• Task prompt
Count the lines in the listing below that contain the word "jersey", and give only the number.

Data extracted from a collection:
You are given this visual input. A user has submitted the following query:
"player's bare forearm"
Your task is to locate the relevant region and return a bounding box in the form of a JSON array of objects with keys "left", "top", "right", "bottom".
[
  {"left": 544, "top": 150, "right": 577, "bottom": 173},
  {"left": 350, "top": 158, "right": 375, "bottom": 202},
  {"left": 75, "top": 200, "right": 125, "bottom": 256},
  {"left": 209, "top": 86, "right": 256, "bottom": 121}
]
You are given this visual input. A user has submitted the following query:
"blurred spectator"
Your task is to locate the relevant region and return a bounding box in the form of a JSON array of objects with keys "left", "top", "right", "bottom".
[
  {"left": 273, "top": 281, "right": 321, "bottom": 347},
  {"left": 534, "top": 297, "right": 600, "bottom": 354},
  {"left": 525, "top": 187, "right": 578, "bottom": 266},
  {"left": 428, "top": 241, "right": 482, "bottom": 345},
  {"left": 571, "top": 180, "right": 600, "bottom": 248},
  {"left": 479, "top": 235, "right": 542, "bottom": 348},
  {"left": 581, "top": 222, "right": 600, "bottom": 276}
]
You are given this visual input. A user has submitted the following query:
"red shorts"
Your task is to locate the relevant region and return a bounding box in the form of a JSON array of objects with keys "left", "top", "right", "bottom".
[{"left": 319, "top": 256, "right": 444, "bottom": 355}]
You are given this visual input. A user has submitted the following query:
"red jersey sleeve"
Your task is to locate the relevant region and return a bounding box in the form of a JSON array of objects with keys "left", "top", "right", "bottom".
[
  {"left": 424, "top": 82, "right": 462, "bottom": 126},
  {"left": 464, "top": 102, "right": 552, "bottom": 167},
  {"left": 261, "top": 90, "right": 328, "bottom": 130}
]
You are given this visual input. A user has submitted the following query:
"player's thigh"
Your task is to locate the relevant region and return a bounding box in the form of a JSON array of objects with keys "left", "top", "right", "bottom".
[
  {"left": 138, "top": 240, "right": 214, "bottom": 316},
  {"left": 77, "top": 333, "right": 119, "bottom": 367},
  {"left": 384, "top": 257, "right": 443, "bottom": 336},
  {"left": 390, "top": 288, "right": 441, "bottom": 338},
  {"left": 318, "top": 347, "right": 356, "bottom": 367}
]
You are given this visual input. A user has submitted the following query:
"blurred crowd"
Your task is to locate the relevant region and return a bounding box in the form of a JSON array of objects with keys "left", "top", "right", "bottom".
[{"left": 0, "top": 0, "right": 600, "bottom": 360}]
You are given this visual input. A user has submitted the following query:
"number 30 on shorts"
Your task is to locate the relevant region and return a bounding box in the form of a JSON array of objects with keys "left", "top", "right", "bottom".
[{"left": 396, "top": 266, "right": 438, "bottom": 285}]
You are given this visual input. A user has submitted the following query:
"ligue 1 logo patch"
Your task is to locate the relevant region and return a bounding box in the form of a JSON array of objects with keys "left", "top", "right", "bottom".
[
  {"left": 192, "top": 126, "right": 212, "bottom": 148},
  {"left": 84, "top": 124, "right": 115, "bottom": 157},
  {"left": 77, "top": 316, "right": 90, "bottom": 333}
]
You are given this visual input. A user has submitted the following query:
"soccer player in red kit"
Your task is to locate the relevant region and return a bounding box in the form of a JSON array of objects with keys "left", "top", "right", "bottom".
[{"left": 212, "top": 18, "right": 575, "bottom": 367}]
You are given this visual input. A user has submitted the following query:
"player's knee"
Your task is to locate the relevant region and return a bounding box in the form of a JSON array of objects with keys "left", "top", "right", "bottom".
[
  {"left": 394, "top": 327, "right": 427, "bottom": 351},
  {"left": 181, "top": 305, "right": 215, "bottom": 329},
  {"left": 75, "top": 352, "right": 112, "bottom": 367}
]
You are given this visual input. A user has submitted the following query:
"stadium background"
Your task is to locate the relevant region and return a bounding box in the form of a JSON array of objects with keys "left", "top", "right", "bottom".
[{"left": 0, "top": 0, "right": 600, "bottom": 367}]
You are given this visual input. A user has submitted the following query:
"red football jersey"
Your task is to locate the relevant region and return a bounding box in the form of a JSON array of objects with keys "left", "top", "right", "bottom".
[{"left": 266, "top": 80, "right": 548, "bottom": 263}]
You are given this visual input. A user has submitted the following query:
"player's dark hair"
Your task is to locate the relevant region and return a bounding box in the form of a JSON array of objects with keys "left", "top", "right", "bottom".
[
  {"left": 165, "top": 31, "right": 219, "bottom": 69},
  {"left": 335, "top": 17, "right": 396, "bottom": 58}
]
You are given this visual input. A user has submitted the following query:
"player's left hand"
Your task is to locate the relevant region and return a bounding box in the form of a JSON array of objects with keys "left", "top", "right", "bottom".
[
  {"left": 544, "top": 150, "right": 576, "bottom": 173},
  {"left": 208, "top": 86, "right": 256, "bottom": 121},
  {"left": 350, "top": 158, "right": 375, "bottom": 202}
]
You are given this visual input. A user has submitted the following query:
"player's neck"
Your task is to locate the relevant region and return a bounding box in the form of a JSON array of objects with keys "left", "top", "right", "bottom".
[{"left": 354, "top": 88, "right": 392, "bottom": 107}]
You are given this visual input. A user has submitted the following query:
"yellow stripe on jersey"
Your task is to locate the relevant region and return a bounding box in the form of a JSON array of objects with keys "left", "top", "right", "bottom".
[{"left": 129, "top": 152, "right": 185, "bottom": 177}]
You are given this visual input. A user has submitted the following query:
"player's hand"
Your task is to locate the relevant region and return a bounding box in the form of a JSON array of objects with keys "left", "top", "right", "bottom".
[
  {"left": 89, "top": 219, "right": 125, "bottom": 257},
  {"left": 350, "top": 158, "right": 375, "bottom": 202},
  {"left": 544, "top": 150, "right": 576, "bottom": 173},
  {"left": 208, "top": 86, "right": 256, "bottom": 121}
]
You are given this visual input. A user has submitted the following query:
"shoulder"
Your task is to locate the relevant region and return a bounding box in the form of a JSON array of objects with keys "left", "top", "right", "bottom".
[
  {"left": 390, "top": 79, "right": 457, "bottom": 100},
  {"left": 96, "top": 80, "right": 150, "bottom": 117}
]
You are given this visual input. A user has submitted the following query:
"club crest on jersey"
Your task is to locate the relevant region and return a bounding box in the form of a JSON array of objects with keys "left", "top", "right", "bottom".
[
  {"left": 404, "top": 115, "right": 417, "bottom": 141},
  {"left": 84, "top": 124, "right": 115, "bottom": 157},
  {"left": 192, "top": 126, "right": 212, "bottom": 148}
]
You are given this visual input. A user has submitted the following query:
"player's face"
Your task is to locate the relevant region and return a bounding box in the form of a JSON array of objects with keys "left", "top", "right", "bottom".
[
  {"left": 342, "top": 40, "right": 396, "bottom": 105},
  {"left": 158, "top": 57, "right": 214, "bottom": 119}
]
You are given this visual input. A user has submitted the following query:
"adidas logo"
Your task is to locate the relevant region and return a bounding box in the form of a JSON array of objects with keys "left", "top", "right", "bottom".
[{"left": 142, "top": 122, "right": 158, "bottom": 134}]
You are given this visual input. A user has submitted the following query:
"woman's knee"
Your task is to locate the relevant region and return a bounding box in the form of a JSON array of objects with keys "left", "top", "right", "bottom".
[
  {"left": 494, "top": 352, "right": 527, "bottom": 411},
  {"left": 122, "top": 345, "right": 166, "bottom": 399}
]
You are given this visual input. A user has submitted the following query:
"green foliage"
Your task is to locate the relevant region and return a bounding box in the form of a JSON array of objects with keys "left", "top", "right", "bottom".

• Solution for this exercise
4